§ EXTRACTED DATA:
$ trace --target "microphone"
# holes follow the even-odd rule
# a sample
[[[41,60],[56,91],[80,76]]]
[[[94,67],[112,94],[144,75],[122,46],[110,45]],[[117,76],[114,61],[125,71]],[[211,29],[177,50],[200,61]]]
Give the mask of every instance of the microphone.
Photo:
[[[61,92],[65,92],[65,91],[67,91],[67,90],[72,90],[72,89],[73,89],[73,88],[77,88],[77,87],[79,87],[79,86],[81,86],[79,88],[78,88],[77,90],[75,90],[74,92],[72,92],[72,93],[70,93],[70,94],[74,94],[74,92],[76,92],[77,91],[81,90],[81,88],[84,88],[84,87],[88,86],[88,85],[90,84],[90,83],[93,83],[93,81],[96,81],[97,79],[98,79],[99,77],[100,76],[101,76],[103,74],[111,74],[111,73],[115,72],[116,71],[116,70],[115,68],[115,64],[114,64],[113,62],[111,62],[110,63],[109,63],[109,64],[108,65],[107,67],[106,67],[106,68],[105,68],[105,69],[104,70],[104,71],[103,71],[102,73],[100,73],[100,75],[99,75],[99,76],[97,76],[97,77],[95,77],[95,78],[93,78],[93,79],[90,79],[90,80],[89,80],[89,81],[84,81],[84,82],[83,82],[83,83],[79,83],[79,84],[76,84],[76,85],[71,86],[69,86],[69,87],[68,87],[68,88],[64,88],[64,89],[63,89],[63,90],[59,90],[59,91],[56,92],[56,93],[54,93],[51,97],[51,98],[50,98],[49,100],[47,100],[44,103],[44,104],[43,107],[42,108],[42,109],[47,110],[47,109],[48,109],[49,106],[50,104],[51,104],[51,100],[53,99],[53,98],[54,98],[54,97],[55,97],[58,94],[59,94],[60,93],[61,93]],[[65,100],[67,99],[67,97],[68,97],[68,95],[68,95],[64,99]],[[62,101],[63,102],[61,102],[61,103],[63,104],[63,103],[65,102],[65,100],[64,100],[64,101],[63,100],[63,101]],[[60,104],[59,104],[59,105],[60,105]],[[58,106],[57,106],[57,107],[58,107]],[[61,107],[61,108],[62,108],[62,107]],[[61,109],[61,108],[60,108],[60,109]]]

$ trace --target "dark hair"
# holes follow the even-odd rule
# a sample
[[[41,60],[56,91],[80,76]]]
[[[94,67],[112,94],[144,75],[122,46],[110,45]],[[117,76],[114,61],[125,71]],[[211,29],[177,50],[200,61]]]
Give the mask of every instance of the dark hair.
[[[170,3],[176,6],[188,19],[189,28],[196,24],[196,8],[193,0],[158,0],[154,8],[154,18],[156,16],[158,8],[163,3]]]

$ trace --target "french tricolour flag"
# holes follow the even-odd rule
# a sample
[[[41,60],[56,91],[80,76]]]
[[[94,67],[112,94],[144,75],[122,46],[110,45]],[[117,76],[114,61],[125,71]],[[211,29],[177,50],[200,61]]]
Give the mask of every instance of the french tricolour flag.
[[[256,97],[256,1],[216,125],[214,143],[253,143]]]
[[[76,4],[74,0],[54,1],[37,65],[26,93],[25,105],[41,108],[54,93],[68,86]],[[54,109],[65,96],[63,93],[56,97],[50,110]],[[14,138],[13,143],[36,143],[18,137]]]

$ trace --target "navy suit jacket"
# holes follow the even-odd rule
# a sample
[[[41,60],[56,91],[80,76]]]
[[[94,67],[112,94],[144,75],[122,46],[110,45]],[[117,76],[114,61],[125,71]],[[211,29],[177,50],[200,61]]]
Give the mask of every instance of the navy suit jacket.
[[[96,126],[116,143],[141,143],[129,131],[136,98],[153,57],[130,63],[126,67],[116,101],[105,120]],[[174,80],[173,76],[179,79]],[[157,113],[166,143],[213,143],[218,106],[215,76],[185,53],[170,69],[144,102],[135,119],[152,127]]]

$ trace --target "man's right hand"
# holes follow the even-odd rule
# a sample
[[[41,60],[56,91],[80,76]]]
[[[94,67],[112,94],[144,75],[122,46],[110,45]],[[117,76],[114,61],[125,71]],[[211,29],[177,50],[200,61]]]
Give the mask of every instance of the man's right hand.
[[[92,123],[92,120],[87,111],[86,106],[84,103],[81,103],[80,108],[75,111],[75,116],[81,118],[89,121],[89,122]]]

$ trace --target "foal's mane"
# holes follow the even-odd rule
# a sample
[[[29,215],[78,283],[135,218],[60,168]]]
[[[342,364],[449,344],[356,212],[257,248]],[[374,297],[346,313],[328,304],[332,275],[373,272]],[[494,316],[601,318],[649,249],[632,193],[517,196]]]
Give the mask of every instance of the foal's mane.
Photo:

§ THE PROBLEM: From the material above, pick out each line that contains the word "microphone".

§ WRITTEN REPLY:
$ trace --target "microphone"
Give the mask of every instance of the microphone.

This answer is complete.